__ACTIVITY__: The reply should be a single number: the count of lines below that contain the word "clicks".

Stored data entries

- - -

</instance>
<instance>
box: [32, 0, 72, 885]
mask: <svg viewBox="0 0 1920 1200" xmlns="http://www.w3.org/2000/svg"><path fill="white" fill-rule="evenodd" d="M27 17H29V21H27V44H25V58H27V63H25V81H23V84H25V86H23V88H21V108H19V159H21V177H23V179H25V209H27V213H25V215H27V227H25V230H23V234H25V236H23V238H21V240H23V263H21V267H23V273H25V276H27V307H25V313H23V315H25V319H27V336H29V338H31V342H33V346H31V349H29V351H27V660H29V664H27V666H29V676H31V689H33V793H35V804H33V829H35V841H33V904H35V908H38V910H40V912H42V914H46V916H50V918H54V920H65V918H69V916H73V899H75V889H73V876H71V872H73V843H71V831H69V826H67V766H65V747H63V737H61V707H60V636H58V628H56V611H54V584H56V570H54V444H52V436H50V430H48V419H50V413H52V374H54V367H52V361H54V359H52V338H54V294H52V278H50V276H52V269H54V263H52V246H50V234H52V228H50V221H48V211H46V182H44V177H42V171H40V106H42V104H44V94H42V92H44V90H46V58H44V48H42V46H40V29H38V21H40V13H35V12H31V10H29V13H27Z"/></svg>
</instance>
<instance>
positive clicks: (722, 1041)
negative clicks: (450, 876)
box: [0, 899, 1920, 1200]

- - -

__SOLUTION TO THIS TASK__: 2